■ **DATA SUPPLIED**
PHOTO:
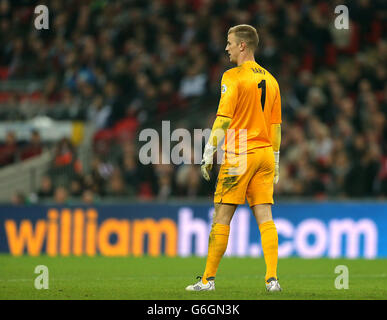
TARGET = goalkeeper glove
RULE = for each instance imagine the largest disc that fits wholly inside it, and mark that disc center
(206, 164)
(276, 167)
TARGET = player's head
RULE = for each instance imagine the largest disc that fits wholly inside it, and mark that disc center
(242, 39)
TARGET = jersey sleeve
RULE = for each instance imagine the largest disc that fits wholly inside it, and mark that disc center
(228, 97)
(276, 110)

■ **ACTIVITY**
Reproduce each entry exactly as written, but leave out the images.

■ **RESPONSE TO THIS TASK**
PHOTO:
TARGET = goalkeeper glove
RULE = for each instance imagine the largest disc that fits wholly inside it, and mark that disc center
(206, 164)
(276, 167)
TARGET = player's head
RULE = for each instance imagine the largest disc that fits wholly inside it, and mark that disc center
(242, 39)
TARGET = jersey sleeve
RULE = for each instance imagine the largest disc that fits wholly inside it, and mark that disc center
(228, 97)
(276, 110)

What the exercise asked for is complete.